Stored entries
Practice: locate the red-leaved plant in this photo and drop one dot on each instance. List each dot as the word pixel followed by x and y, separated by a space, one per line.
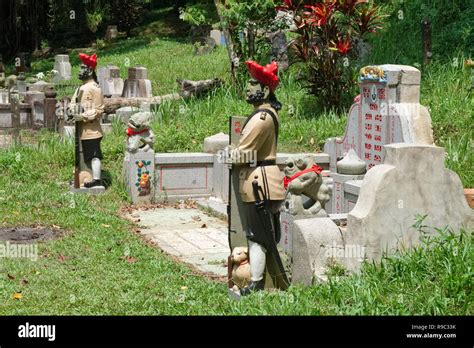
pixel 326 44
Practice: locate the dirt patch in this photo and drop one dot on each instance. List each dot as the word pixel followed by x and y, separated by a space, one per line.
pixel 28 234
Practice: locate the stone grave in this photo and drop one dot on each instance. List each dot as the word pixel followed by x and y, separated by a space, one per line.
pixel 110 81
pixel 137 85
pixel 63 68
pixel 218 37
pixel 386 111
pixel 111 33
pixel 2 72
pixel 411 181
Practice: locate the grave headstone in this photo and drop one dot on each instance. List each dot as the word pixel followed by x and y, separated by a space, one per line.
pixel 111 33
pixel 137 85
pixel 110 81
pixel 218 37
pixel 40 86
pixel 22 62
pixel 2 71
pixel 411 181
pixel 215 143
pixel 63 68
pixel 388 111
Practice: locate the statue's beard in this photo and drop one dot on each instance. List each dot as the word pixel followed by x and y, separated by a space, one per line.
pixel 256 98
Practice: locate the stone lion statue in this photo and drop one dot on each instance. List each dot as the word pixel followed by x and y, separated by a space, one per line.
pixel 139 134
pixel 306 192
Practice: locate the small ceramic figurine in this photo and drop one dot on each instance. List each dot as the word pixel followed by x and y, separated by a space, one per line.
pixel 88 106
pixel 261 182
pixel 240 267
pixel 139 134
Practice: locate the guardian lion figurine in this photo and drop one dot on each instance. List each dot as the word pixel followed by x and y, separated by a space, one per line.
pixel 303 178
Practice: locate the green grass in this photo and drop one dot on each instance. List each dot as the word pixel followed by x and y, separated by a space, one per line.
pixel 94 278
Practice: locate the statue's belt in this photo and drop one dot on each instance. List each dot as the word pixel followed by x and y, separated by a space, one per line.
pixel 314 168
pixel 131 132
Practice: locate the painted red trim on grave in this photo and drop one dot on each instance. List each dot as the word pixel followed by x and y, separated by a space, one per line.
pixel 183 188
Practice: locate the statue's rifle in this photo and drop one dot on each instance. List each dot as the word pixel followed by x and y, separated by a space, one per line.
pixel 77 145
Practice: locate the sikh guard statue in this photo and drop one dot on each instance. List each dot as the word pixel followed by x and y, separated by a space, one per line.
pixel 87 107
pixel 260 180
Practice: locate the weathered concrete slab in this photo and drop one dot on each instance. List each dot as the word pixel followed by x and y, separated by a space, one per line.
pixel 190 235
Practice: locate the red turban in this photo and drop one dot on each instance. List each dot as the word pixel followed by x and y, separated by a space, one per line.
pixel 266 75
pixel 90 61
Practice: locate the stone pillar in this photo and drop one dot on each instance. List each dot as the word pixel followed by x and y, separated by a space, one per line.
pixel 21 83
pixel 139 176
pixel 110 81
pixel 22 62
pixel 50 109
pixel 412 181
pixel 111 33
pixel 36 100
pixel 63 68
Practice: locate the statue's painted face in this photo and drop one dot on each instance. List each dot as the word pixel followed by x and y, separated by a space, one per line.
pixel 85 72
pixel 256 93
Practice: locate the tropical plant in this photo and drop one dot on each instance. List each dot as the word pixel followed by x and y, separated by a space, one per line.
pixel 327 36
pixel 249 22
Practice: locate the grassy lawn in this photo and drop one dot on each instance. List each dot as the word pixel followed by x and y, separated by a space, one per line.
pixel 85 272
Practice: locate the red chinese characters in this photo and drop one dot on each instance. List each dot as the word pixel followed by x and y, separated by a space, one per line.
pixel 381 93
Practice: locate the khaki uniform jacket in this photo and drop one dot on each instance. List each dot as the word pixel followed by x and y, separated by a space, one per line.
pixel 92 106
pixel 258 138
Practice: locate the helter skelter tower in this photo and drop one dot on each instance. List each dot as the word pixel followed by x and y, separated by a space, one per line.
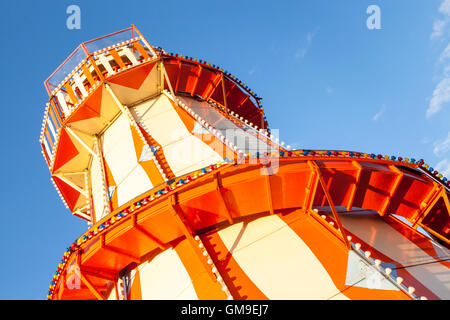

# [INSTRUCTIONS FOR THE TASK]
Give the records back exactly. Leave the pictures out.

# [REPLY TO THE TASK]
Practice: locate the red-leaved plant in this photo and drop one dot on each instance. List each dot as the word pixel followed by x and y, separated by a space, one per line.
pixel 326 44
Practice: locate the dirt patch in this photo and drop one dot on each instance. List each dot as the word pixel followed by x and y, separated by a space, one per line.
pixel 28 234
Practice: locate the stone grave in this photo and drop one dot on each instance. List each dot as the word pixel followed by x and y, separated by a space, one per line.
pixel 110 81
pixel 137 85
pixel 63 68
pixel 218 37
pixel 386 111
pixel 111 33
pixel 2 72
pixel 411 181
Practice: locate the grave headstone in this photo and drop one dot on each instance. List each dot as the word pixel followed by x and y, separated by a space, one per line.
pixel 111 33
pixel 137 85
pixel 110 81
pixel 218 37
pixel 40 86
pixel 22 62
pixel 2 71
pixel 411 181
pixel 215 143
pixel 63 68
pixel 388 111
Practice: locate the statue's beard in this photo and drop one dot on each instance. List each dot as the word pixel followed by x and y, separated by a space, one per line.
pixel 256 98
Practice: locate the stone lion statue in this photo and drop one dot on each instance. List each dot as the word pixel followed by x and y, separated by a space, one per line.
pixel 139 134
pixel 306 192
Practice: locate the small ceramic figurine in this photo and drop one dot on each instance. List each dot as the word pixel followed by x and y, separated by a space, one per line.
pixel 88 106
pixel 261 182
pixel 240 267
pixel 139 134
Practice: locate the guardian lion figurine in this photo and drop one dot on each instance. List each dot as the word pixel followed by x and y, separated by a space, one per line.
pixel 303 178
Practice: locate the green grass in this photo and drop one dot on each instance. List each dot as the word pixel followed by x and y, separated by a space, one per line.
pixel 94 278
Practice: locate the statue's belt in this photo and drop one dot on each instance. List each dot as the word pixel followed by x and y, separated by a space, one per line.
pixel 314 168
pixel 131 132
Practice: locate the painted red trim on grave in this photo and drop one dot on each instance. List each dot as the word pixel followed by x and y, separated by a space, one per line.
pixel 183 188
Practice: locate the statue's rifle in this photo and drop one dot on each instance. List each dot as the word pixel followed by x and y, separated by a space, one per line.
pixel 77 145
Practice: locate the sikh guard statue in this photo and drop one dot on each instance. List each dot as the word pixel followed by x and y, separated by a space, one per line.
pixel 87 107
pixel 260 180
Practice: locate the weathered concrete slab in this photo and drop one dot on each instance. List each dot as the word pixel followed by x and y, separated by a space, one per line.
pixel 190 235
Practice: locate the red turban in this photo and drop one dot on each instance. List each dot as the word pixel followed by x and y, separated by a space, one per line.
pixel 266 75
pixel 90 61
Practice: locate the stone pillar in this photo and drop one dot on each instance. List each dot as the word pixel followed by x and y, separated by a space, one per line.
pixel 21 83
pixel 139 176
pixel 110 81
pixel 22 62
pixel 50 109
pixel 412 181
pixel 111 33
pixel 36 100
pixel 63 68
Practice: locate the statue's painted face in this photo and drop one dot on each instance. List each dot as the word pixel followed by x and y, separated by a space, one per line.
pixel 85 72
pixel 256 93
Practice: locate the tropical plant in this photo and drop one dot on each instance. List each dot as the word pixel followed by x and y, separated by a space, one per line.
pixel 327 36
pixel 249 22
Practice: locate the grassy lawn in this photo and drop one dot on each instance. List each dot as the word pixel followed by x and y, separated by a space, one per line.
pixel 85 272
Practice: locate the red chinese characters in this photo and drop one dot on each instance. List each dot as the word pixel followed by x and y, separated by a space, one per line.
pixel 381 93
Practice: locate the khaki uniform jacket in this photo and drop one dot on each instance. List each dot as the word pixel followed by x and y, separated by a space, one per line.
pixel 92 106
pixel 258 138
Practice: locate the helter skelter tower in this photo and drop one dot on each instance. List each dot as the word pixel followed by x and y, separated by a space, one per line.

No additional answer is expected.